<<<<
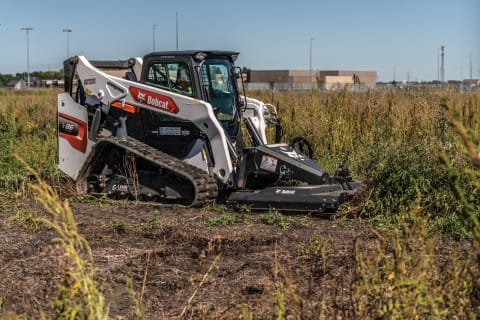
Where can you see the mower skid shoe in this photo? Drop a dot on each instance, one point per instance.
(314, 199)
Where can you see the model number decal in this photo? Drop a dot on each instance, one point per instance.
(269, 163)
(67, 126)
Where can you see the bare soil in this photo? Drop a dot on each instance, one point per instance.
(253, 262)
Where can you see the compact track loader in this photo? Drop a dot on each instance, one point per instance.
(168, 128)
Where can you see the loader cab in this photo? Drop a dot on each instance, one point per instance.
(211, 78)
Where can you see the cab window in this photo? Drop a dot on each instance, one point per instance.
(171, 76)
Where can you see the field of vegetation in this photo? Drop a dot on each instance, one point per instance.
(418, 218)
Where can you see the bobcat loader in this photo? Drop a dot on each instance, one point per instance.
(168, 128)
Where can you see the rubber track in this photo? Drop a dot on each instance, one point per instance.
(205, 186)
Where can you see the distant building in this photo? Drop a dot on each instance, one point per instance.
(305, 79)
(331, 79)
(17, 84)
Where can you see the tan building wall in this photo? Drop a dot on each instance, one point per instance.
(337, 82)
(300, 79)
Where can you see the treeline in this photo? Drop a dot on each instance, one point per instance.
(5, 79)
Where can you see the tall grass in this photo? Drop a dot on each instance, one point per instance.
(27, 128)
(392, 141)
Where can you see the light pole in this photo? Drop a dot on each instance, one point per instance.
(310, 70)
(153, 29)
(28, 29)
(68, 40)
(176, 27)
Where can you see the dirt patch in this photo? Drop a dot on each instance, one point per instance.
(167, 252)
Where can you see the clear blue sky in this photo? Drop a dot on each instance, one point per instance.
(398, 39)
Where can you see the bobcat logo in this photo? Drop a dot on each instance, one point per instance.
(141, 96)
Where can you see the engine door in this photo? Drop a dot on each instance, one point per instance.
(73, 143)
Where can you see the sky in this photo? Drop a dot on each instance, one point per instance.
(399, 39)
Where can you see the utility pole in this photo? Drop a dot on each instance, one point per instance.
(153, 28)
(442, 65)
(176, 27)
(28, 29)
(68, 40)
(310, 70)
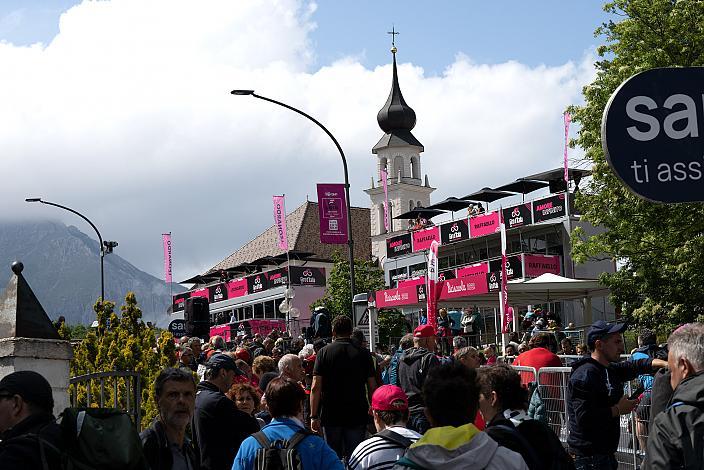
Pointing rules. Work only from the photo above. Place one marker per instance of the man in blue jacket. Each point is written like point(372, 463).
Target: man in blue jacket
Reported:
point(595, 398)
point(284, 398)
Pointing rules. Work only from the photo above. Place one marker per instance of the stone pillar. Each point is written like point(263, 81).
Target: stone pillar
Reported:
point(48, 357)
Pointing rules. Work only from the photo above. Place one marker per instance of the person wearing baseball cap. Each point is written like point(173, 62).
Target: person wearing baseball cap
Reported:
point(218, 426)
point(26, 407)
point(381, 451)
point(595, 397)
point(412, 370)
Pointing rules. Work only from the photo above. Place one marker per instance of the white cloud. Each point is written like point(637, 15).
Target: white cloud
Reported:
point(126, 115)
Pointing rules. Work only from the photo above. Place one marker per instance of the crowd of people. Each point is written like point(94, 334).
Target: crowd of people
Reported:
point(333, 404)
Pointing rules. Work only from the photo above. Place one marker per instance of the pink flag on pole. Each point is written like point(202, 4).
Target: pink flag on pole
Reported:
point(568, 119)
point(432, 297)
point(166, 238)
point(384, 177)
point(504, 275)
point(280, 221)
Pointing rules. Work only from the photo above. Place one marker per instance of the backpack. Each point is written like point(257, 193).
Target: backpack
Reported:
point(280, 454)
point(97, 439)
point(546, 444)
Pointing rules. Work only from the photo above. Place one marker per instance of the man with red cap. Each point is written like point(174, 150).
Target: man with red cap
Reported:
point(413, 369)
point(390, 412)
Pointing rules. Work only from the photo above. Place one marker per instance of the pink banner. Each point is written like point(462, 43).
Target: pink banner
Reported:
point(384, 182)
point(200, 293)
point(479, 268)
point(280, 221)
point(422, 239)
point(332, 213)
point(432, 297)
point(486, 224)
point(535, 265)
point(236, 288)
point(463, 287)
point(397, 297)
point(412, 282)
point(504, 274)
point(568, 119)
point(166, 238)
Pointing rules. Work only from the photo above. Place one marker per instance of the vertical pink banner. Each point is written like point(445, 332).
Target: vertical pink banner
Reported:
point(332, 213)
point(384, 182)
point(432, 297)
point(568, 119)
point(166, 238)
point(280, 221)
point(504, 275)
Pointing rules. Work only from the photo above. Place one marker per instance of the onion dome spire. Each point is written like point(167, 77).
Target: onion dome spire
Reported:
point(396, 115)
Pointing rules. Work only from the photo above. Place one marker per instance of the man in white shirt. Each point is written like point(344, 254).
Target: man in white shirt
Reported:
point(390, 412)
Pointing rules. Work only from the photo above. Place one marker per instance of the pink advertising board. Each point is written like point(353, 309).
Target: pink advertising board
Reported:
point(412, 282)
point(396, 297)
point(472, 269)
point(464, 287)
point(423, 238)
point(200, 293)
point(486, 224)
point(541, 264)
point(236, 288)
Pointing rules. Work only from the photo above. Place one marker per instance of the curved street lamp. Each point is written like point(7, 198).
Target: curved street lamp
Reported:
point(105, 247)
point(350, 241)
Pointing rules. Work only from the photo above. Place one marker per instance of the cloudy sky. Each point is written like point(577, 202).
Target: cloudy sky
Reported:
point(121, 108)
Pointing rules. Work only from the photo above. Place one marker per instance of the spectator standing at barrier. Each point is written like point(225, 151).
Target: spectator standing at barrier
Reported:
point(285, 401)
point(502, 402)
point(218, 426)
point(26, 407)
point(677, 437)
point(343, 374)
point(404, 345)
point(165, 443)
point(595, 397)
point(412, 371)
point(452, 396)
point(390, 413)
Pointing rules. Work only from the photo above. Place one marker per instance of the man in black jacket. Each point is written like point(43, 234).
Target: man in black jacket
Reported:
point(595, 398)
point(165, 444)
point(413, 369)
point(218, 426)
point(677, 437)
point(30, 436)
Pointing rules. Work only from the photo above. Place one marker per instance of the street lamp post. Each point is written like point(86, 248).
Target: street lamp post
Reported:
point(350, 241)
point(105, 247)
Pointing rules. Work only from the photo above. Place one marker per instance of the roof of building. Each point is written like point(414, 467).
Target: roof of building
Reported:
point(303, 229)
point(396, 118)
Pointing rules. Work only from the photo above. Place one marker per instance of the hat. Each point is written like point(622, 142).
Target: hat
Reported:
point(222, 361)
point(31, 386)
point(600, 329)
point(424, 331)
point(389, 398)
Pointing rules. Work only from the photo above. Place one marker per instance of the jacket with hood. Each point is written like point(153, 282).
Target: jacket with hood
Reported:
point(591, 392)
point(677, 439)
point(462, 447)
point(412, 370)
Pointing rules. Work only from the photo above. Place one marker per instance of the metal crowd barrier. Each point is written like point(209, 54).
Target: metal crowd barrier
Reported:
point(552, 386)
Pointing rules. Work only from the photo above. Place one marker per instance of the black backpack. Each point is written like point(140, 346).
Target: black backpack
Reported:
point(280, 454)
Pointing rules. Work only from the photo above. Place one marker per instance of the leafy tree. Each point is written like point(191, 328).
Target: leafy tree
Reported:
point(337, 299)
point(122, 343)
point(659, 248)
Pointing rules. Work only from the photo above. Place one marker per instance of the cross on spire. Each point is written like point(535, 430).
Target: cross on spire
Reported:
point(393, 34)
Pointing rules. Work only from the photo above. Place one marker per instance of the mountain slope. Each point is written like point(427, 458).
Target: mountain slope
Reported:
point(62, 265)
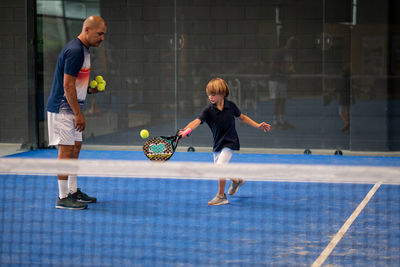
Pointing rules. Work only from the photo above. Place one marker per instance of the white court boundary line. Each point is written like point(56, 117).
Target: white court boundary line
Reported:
point(203, 170)
point(342, 231)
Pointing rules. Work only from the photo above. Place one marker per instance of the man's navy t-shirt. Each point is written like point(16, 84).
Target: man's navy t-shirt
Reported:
point(74, 60)
point(222, 125)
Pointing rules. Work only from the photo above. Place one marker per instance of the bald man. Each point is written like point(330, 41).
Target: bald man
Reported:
point(64, 107)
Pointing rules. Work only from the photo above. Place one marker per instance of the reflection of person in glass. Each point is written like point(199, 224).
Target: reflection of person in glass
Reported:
point(282, 67)
point(344, 96)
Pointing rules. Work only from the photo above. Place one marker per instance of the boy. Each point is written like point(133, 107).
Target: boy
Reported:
point(220, 116)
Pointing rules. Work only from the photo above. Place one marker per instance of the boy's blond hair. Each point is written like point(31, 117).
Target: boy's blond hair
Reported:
point(217, 86)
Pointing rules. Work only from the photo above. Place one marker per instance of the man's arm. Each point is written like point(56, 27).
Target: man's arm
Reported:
point(70, 94)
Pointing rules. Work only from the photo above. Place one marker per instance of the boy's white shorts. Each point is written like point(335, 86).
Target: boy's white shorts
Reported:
point(223, 156)
point(62, 130)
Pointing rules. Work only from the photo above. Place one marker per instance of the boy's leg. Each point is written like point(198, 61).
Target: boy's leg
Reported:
point(220, 158)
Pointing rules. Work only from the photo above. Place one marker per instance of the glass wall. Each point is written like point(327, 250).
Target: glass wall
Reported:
point(317, 70)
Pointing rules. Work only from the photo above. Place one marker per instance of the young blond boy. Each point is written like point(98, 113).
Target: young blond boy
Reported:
point(220, 116)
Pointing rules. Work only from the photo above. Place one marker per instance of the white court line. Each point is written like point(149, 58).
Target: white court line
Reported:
point(335, 240)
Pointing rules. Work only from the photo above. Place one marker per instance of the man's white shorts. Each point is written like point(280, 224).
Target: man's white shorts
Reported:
point(62, 130)
point(277, 89)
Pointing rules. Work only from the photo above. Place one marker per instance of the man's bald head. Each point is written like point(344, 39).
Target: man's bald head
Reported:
point(93, 22)
point(93, 30)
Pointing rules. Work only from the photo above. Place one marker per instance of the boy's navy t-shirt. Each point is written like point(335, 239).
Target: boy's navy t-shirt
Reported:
point(222, 125)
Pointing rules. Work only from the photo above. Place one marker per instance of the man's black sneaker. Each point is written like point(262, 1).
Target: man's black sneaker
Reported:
point(69, 203)
point(82, 197)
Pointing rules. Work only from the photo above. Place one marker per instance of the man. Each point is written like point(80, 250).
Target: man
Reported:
point(64, 107)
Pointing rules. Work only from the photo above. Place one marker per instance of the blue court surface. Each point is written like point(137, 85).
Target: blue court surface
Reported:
point(167, 222)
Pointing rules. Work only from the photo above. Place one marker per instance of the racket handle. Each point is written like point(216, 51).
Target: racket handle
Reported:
point(186, 132)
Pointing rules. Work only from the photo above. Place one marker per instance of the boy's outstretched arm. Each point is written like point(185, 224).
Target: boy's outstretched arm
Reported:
point(192, 125)
point(262, 126)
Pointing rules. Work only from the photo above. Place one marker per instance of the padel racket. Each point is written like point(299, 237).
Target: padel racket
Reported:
point(161, 148)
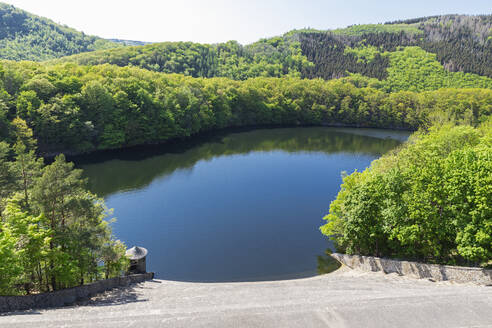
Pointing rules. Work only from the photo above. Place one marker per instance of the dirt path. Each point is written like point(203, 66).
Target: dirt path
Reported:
point(345, 298)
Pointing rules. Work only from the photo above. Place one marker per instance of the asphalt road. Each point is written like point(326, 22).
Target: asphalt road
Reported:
point(345, 298)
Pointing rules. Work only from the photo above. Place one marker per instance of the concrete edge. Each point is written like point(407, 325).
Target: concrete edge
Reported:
point(417, 270)
point(68, 296)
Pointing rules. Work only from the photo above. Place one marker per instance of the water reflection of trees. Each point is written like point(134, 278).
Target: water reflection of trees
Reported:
point(131, 169)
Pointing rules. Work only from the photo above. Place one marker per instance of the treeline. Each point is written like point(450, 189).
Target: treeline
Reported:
point(53, 232)
point(429, 201)
point(273, 57)
point(24, 36)
point(460, 44)
point(78, 109)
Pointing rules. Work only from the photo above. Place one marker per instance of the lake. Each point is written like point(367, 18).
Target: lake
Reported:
point(238, 206)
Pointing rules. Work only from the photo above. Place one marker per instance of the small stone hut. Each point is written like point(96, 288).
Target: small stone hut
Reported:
point(137, 256)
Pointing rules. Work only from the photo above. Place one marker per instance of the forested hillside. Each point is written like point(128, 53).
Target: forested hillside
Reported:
point(75, 109)
point(428, 201)
point(24, 36)
point(459, 44)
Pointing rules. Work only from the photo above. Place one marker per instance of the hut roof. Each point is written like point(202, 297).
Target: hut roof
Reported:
point(136, 253)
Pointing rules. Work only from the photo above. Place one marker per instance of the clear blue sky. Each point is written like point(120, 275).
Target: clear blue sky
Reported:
point(212, 21)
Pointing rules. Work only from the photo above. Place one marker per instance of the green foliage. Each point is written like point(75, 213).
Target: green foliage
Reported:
point(104, 107)
point(273, 57)
point(24, 36)
point(359, 30)
point(429, 201)
point(414, 69)
point(53, 232)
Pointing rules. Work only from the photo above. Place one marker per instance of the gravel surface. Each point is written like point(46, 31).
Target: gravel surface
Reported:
point(345, 298)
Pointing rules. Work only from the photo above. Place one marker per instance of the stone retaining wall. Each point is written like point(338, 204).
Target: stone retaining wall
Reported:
point(68, 296)
point(417, 270)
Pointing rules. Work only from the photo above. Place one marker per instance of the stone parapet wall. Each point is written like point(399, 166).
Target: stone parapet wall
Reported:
point(417, 270)
point(68, 296)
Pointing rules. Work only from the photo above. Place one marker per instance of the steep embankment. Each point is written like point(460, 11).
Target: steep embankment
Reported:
point(340, 299)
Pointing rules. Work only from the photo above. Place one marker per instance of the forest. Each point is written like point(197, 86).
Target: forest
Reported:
point(24, 36)
point(54, 234)
point(428, 201)
point(77, 109)
point(63, 92)
point(456, 43)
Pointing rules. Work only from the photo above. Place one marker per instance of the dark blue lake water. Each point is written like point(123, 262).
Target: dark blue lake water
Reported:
point(233, 207)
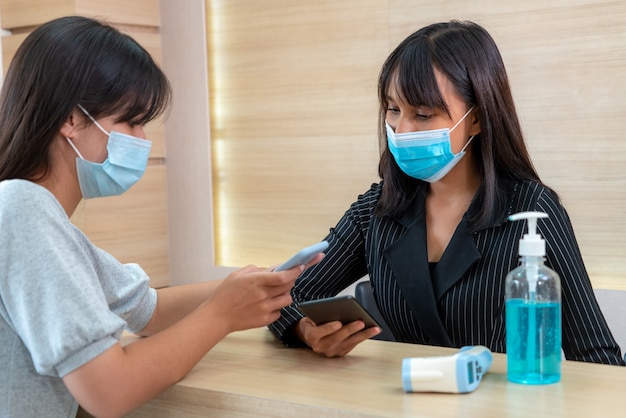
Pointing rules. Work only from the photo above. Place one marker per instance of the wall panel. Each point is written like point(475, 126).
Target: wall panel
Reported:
point(293, 93)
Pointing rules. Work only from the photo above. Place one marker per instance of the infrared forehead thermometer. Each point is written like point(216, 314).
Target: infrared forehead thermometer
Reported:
point(458, 373)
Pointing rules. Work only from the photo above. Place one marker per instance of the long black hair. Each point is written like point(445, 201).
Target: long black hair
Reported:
point(467, 55)
point(65, 62)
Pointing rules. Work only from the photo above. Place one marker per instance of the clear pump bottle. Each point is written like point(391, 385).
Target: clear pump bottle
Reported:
point(533, 312)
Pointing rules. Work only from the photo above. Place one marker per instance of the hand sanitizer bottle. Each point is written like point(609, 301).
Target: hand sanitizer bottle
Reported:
point(533, 312)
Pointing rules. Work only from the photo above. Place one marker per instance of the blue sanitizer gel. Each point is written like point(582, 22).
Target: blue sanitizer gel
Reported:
point(533, 312)
point(533, 341)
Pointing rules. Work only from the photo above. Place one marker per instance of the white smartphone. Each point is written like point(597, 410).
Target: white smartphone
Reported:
point(303, 256)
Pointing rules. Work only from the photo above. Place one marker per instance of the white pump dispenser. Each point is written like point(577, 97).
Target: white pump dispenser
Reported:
point(533, 311)
point(531, 245)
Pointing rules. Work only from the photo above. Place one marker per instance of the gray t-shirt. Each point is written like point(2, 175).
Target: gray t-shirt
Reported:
point(63, 301)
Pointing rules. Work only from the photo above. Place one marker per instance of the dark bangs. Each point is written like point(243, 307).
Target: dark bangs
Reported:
point(410, 67)
point(128, 83)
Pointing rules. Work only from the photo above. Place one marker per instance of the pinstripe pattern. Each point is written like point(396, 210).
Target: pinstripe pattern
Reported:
point(463, 303)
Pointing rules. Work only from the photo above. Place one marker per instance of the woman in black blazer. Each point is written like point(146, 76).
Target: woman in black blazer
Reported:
point(434, 235)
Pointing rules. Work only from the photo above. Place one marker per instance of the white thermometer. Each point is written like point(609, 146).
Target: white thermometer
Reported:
point(458, 373)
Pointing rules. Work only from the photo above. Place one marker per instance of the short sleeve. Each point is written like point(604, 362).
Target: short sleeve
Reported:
point(67, 300)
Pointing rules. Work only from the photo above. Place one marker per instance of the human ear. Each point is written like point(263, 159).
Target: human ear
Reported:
point(474, 123)
point(70, 125)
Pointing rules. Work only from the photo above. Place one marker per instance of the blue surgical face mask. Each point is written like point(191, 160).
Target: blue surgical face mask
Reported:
point(425, 155)
point(125, 164)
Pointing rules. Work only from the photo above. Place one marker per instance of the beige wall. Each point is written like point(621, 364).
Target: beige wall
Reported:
point(293, 129)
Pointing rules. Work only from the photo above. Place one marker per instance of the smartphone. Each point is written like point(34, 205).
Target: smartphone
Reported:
point(340, 308)
point(303, 256)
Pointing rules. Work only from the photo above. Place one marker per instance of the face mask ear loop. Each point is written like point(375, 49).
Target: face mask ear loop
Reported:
point(75, 149)
point(467, 144)
point(94, 121)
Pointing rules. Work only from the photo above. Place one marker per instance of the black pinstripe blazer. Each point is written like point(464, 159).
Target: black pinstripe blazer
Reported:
point(463, 302)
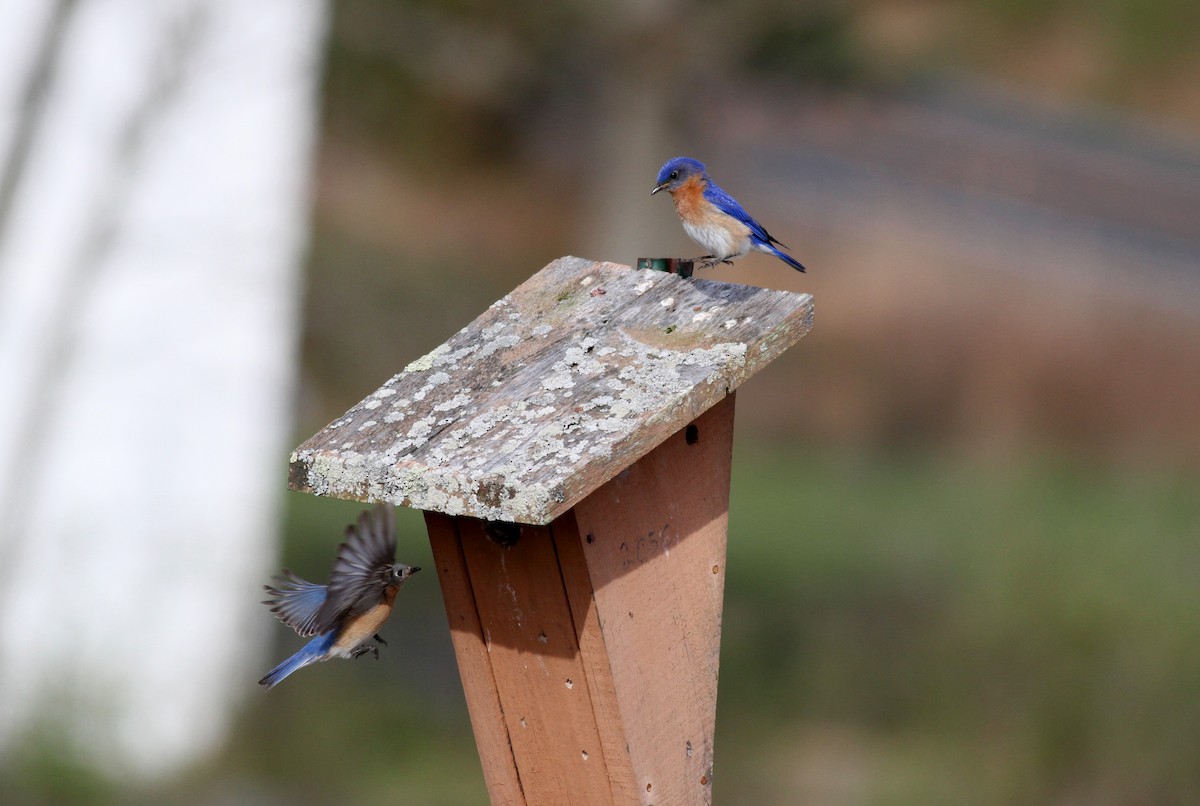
>>>>
• [WORK REQUIRED]:
Using the material above, work out how many lines contain the string "padel". Give that number alone.

• [OUTPUT FOR THIS TASK]:
2